# Start of EXTRACTED RECORDS

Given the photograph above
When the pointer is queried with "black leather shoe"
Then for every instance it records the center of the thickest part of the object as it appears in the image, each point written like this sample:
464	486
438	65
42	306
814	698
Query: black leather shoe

# End of EXTRACTED RECORDS

Present the lines above as a numbered list, omitting any blank lines.

1. Given the photograph above
2. When the pointer is queried with "black leather shoe"
3. Then for every instance it records the center of the thickest part of the object as it appears in the image, each point written like this sample:
4. 464	486
5. 438	65
6. 42	306
7. 814	698
8. Query: black leather shoe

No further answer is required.